Work task →
State, as one number, how many lines in these records hold "below".

Data extracted from a collection:
--- START ---
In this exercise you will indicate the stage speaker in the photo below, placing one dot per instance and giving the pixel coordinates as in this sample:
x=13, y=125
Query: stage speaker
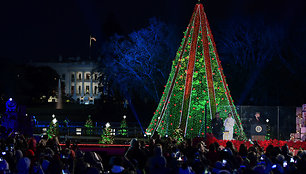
x=258, y=129
x=258, y=137
x=258, y=132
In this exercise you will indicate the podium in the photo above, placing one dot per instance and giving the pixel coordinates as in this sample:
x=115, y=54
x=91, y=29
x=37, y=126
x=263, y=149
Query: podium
x=258, y=132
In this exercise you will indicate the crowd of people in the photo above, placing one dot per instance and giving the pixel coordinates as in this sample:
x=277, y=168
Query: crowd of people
x=159, y=156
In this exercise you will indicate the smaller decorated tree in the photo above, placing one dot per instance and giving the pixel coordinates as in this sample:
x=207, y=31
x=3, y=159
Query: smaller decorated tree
x=123, y=127
x=89, y=126
x=53, y=129
x=107, y=137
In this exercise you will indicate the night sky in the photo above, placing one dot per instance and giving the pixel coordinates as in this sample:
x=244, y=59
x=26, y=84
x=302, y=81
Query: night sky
x=43, y=30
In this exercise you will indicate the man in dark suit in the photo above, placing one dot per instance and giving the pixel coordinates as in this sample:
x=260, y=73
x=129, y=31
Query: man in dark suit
x=217, y=125
x=256, y=119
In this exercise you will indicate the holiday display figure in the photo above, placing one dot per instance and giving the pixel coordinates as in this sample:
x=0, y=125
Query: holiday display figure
x=89, y=126
x=196, y=82
x=107, y=137
x=53, y=129
x=123, y=127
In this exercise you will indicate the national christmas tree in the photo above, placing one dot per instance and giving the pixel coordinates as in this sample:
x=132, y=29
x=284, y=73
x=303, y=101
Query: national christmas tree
x=196, y=82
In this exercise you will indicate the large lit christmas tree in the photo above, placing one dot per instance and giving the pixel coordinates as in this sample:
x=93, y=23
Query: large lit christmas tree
x=196, y=81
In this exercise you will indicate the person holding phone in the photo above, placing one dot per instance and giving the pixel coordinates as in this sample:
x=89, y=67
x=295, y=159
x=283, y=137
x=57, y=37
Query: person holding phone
x=229, y=126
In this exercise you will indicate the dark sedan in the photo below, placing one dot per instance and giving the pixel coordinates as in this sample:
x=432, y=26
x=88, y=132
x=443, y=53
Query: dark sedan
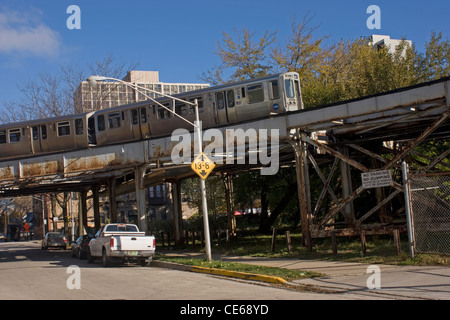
x=80, y=247
x=54, y=240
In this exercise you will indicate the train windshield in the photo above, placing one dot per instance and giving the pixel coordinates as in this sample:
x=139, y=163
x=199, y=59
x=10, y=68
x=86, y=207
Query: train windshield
x=289, y=85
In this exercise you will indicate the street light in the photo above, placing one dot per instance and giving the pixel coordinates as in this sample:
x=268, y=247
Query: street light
x=93, y=80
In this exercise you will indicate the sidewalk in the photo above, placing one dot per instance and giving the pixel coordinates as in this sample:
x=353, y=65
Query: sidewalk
x=396, y=282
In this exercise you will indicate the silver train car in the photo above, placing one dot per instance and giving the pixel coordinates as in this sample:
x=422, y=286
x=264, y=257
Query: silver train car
x=220, y=105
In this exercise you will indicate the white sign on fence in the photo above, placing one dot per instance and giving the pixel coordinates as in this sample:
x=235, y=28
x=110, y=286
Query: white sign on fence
x=376, y=179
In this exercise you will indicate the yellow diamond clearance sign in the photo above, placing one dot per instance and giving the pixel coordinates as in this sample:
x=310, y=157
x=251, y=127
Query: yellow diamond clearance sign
x=202, y=165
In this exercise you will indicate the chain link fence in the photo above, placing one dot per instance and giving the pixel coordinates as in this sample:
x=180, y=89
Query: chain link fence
x=430, y=201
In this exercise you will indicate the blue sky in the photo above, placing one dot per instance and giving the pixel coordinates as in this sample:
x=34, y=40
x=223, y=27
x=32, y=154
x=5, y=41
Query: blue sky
x=178, y=38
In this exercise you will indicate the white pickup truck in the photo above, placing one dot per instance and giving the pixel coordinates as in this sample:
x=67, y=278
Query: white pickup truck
x=120, y=242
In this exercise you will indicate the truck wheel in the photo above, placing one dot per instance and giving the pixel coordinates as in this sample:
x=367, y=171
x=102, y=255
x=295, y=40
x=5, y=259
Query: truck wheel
x=146, y=262
x=107, y=261
x=91, y=259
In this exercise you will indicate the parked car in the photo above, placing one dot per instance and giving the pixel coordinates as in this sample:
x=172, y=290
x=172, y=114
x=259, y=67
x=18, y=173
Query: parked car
x=119, y=242
x=80, y=247
x=54, y=240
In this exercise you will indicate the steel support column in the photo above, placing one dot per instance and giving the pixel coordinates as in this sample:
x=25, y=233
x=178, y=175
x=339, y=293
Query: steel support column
x=300, y=163
x=96, y=199
x=346, y=182
x=112, y=201
x=231, y=219
x=177, y=212
x=139, y=174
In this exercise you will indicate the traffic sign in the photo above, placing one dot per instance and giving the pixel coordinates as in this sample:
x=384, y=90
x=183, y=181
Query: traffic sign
x=202, y=165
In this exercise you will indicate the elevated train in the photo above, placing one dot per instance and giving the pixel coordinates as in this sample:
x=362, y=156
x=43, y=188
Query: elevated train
x=220, y=105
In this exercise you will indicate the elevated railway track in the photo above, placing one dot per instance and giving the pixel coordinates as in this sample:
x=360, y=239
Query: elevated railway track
x=336, y=142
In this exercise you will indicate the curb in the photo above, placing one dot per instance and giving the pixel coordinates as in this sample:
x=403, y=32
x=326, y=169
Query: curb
x=218, y=272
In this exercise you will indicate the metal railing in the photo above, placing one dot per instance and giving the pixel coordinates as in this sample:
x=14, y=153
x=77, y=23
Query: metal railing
x=430, y=204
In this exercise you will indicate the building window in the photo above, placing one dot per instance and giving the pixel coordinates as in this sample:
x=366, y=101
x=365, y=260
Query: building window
x=14, y=135
x=230, y=99
x=101, y=122
x=152, y=214
x=143, y=115
x=44, y=132
x=2, y=136
x=158, y=191
x=35, y=133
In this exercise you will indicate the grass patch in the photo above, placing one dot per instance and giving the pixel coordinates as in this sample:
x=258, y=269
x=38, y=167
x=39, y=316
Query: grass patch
x=380, y=249
x=286, y=274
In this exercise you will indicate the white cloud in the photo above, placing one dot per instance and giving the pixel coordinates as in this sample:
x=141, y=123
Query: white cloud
x=25, y=33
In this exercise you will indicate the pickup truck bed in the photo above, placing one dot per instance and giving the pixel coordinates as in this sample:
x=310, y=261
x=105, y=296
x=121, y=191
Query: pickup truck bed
x=120, y=243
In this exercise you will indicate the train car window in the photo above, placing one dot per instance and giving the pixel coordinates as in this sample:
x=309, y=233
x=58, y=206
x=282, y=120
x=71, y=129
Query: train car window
x=134, y=117
x=200, y=105
x=161, y=112
x=2, y=136
x=143, y=115
x=167, y=113
x=79, y=127
x=255, y=93
x=230, y=99
x=63, y=129
x=289, y=88
x=101, y=122
x=274, y=91
x=14, y=135
x=44, y=132
x=35, y=133
x=220, y=100
x=180, y=108
x=114, y=120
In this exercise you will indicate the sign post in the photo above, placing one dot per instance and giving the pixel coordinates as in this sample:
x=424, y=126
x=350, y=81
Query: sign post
x=202, y=165
x=376, y=179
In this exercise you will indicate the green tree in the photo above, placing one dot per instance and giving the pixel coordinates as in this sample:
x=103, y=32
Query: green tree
x=243, y=55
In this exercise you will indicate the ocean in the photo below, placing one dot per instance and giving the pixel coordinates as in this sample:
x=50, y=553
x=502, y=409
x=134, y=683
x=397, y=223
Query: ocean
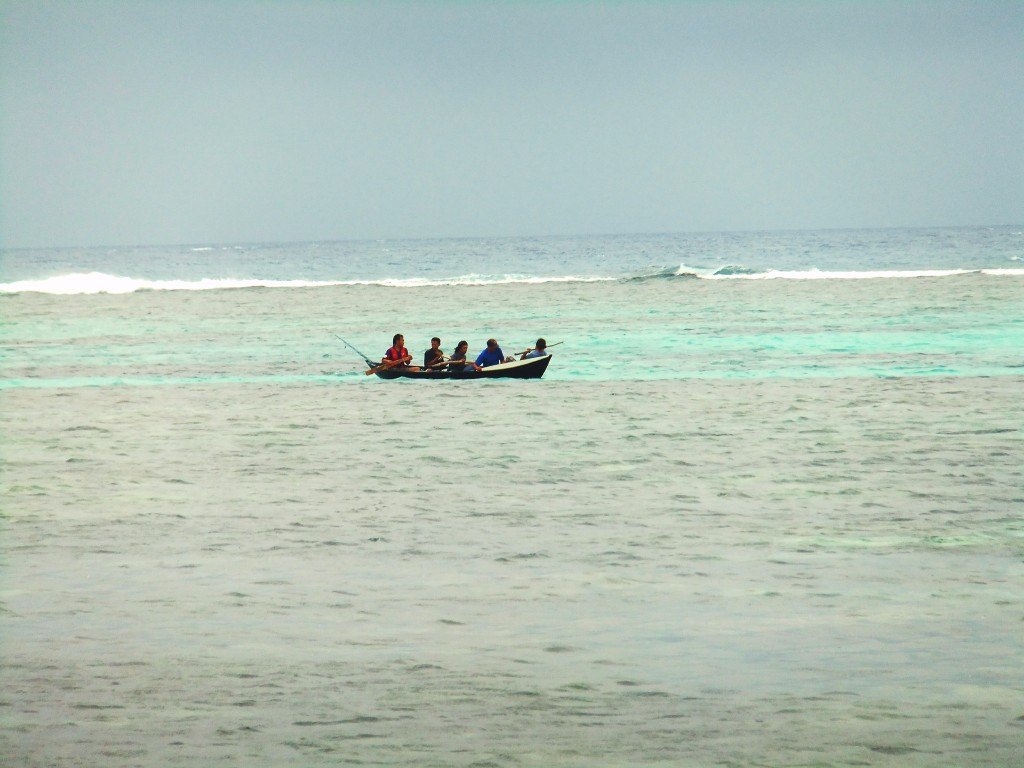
x=766, y=506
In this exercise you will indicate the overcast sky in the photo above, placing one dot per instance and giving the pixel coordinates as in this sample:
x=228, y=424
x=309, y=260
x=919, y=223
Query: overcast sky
x=224, y=122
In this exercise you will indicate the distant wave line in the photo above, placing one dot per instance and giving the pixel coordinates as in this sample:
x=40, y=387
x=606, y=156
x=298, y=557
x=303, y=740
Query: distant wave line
x=99, y=283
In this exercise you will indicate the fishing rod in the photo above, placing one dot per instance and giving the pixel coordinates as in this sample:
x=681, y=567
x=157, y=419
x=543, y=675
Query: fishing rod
x=369, y=361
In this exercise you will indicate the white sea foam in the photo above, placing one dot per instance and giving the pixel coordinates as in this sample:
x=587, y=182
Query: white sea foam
x=96, y=283
x=850, y=274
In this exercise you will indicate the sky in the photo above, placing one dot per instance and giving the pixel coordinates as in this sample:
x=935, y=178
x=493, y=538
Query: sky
x=133, y=123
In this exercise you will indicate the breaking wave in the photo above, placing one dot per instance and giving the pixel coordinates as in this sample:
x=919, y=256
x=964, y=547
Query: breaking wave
x=99, y=283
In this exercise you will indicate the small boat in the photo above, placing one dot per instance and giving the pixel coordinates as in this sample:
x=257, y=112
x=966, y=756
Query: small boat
x=531, y=368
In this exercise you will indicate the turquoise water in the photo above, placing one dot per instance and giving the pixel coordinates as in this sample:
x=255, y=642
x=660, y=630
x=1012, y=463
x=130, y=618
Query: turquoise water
x=742, y=520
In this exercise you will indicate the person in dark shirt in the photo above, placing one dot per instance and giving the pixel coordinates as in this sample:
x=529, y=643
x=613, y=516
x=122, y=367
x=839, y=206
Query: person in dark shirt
x=433, y=357
x=492, y=355
x=539, y=351
x=458, y=359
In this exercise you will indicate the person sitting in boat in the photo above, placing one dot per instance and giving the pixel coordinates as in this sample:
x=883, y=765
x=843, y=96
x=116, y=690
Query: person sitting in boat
x=434, y=357
x=493, y=355
x=538, y=351
x=397, y=355
x=458, y=359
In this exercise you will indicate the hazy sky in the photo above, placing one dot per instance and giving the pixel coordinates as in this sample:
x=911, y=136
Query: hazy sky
x=214, y=122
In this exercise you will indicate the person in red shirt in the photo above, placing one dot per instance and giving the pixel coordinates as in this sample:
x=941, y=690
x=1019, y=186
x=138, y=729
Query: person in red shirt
x=397, y=355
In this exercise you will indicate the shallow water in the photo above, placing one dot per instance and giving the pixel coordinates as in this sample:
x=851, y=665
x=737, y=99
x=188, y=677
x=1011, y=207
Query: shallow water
x=740, y=521
x=682, y=572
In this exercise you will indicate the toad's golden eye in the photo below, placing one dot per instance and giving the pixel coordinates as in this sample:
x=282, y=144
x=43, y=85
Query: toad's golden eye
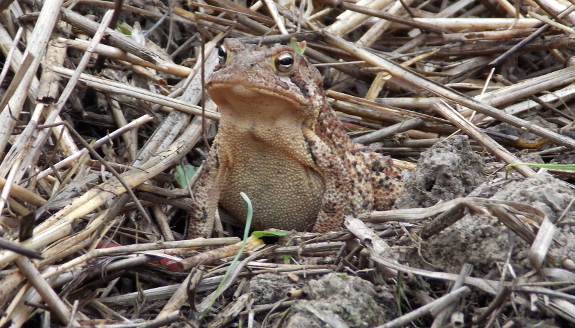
x=285, y=62
x=222, y=54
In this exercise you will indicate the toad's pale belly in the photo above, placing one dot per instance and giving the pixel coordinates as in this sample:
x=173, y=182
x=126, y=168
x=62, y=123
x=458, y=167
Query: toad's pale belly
x=284, y=193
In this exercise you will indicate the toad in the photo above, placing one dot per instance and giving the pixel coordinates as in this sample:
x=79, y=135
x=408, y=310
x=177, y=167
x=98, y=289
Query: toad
x=280, y=142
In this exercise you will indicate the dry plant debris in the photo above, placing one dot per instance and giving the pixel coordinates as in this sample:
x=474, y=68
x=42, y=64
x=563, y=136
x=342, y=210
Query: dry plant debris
x=96, y=122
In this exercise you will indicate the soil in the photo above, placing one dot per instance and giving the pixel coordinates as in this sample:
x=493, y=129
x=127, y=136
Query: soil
x=448, y=170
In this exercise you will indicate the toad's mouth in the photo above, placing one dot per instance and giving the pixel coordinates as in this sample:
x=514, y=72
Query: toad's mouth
x=219, y=90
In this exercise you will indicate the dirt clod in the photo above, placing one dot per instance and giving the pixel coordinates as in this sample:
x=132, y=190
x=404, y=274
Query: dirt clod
x=334, y=297
x=448, y=170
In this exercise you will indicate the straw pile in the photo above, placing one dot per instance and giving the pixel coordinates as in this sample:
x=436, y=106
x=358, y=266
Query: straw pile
x=84, y=105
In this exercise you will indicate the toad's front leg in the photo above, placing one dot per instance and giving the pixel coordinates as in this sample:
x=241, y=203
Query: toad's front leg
x=206, y=198
x=339, y=198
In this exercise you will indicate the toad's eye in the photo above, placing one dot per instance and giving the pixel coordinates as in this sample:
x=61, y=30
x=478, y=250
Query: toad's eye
x=222, y=54
x=285, y=62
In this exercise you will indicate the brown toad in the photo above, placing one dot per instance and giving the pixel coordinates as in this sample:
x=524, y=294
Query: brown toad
x=281, y=143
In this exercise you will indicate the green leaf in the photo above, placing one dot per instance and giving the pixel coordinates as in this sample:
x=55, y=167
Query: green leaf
x=184, y=174
x=260, y=234
x=398, y=291
x=246, y=235
x=298, y=47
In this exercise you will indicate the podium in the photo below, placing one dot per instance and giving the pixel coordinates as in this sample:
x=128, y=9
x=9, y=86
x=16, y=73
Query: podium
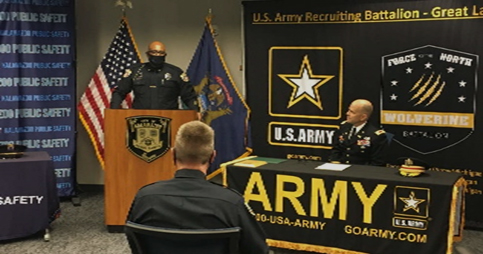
x=126, y=172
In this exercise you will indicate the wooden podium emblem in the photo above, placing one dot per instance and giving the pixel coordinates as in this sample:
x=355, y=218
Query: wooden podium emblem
x=148, y=137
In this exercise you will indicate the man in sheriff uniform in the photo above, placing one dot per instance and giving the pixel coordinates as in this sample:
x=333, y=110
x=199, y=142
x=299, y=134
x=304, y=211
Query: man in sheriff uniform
x=359, y=142
x=156, y=84
x=188, y=201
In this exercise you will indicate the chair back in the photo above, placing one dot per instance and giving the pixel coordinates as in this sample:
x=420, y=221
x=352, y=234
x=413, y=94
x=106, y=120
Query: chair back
x=145, y=239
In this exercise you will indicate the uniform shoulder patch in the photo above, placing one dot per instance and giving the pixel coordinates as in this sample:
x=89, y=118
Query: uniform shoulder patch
x=379, y=132
x=184, y=77
x=127, y=73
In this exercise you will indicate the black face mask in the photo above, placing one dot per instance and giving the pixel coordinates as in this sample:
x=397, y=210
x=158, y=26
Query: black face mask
x=157, y=61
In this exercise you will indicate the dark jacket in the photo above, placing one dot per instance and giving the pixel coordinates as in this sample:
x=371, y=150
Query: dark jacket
x=188, y=201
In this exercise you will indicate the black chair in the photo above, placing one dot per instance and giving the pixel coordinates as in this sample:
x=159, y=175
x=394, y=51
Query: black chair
x=156, y=240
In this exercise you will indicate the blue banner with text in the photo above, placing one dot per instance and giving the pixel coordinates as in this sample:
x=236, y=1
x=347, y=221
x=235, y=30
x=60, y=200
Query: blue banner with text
x=37, y=81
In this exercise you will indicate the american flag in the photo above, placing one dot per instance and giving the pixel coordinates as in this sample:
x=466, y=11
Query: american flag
x=121, y=54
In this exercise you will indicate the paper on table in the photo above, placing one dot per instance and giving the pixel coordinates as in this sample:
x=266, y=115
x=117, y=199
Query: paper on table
x=333, y=166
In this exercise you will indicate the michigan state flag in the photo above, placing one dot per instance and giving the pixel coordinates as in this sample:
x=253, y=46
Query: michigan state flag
x=222, y=106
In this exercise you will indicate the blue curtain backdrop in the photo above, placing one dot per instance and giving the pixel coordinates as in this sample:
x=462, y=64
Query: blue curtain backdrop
x=37, y=81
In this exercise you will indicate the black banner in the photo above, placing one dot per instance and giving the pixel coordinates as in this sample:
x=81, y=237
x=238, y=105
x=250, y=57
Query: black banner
x=417, y=61
x=363, y=209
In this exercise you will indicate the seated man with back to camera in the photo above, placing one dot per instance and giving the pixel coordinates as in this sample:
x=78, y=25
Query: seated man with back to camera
x=189, y=201
x=357, y=141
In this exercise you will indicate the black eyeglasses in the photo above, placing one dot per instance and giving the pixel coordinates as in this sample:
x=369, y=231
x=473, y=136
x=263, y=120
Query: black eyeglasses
x=156, y=53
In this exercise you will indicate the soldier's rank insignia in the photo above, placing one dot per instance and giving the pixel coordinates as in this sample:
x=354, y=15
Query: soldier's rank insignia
x=184, y=77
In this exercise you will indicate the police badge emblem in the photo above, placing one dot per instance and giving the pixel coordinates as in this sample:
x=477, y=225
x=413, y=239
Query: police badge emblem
x=148, y=137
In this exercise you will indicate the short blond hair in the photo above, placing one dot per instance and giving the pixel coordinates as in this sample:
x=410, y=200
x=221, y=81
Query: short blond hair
x=195, y=142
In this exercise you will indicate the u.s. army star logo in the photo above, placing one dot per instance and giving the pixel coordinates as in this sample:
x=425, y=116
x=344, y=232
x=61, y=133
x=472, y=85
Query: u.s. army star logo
x=148, y=137
x=411, y=202
x=305, y=84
--- END ---
Expected answer →
5